** DATA FOR THIS TASK follows **

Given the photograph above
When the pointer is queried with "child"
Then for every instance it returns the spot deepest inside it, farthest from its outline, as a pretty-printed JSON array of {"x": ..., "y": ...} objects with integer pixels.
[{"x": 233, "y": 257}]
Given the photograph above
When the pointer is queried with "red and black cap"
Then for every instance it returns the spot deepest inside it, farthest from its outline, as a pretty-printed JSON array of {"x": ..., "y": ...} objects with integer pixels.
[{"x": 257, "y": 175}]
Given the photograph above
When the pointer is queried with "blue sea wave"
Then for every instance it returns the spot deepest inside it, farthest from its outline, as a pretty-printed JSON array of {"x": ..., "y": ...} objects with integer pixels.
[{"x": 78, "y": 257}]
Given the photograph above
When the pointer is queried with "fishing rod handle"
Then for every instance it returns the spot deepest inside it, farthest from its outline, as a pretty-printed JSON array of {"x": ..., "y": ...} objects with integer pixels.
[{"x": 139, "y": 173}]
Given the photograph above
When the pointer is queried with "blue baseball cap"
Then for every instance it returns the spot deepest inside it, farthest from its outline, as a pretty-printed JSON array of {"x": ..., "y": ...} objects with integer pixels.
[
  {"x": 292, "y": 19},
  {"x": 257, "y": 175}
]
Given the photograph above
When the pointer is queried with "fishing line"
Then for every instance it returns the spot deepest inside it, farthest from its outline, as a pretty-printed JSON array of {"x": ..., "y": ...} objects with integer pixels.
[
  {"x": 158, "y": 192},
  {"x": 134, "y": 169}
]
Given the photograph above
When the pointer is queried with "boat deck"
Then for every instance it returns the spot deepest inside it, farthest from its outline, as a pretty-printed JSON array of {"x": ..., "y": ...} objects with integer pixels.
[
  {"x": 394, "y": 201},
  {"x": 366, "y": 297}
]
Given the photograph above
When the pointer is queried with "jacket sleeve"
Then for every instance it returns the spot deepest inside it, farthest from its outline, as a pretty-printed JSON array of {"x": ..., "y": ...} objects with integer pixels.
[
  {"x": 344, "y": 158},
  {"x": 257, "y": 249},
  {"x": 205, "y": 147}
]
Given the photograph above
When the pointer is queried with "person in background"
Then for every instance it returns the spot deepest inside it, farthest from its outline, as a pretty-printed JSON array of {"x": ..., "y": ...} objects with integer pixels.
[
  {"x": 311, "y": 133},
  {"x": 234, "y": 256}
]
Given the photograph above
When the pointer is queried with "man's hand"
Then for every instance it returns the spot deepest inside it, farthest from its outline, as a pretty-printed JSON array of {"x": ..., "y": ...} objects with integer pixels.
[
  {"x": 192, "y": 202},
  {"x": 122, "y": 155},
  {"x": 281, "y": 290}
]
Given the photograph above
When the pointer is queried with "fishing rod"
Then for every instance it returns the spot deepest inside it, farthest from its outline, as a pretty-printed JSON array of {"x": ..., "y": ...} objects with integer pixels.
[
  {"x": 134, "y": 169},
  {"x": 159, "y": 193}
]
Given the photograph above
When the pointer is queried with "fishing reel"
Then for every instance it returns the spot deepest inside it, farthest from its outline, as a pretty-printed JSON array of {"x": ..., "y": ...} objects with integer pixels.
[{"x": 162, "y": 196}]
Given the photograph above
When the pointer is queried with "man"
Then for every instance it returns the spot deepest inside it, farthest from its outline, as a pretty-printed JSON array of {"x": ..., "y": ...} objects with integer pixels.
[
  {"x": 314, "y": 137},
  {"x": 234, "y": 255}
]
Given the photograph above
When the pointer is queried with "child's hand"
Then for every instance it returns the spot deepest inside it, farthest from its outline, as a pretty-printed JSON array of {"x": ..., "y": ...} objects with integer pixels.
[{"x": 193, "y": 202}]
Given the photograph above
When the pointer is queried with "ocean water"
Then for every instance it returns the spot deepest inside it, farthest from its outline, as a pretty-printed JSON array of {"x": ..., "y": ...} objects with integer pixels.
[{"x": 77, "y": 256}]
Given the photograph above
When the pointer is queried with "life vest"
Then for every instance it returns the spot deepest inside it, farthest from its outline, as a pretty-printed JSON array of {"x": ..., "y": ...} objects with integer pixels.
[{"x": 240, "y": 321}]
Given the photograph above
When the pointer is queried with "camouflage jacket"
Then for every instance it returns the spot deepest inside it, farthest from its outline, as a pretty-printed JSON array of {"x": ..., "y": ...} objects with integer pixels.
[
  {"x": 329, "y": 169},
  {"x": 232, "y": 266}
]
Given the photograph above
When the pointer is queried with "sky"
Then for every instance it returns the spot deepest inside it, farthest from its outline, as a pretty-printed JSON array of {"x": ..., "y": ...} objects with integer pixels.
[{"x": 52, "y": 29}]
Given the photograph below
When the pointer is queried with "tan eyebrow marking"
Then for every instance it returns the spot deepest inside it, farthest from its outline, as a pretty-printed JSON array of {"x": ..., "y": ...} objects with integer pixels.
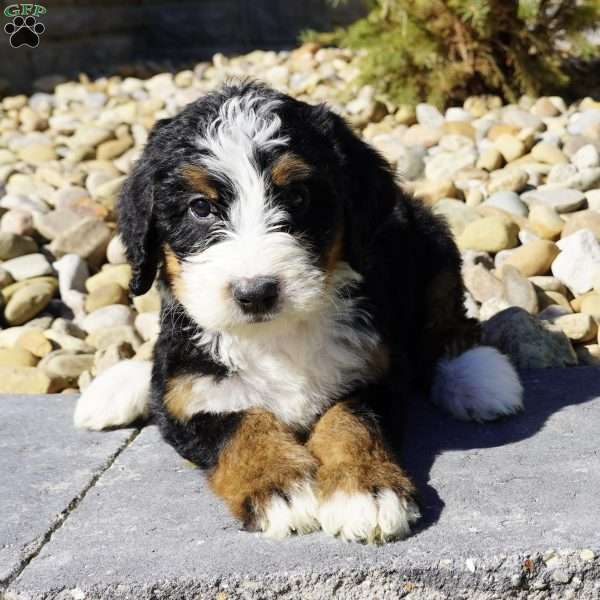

** End of DATA FOR THIS TASK **

The answer must be a single number: the count of lines in the entries above that contain "blue".

2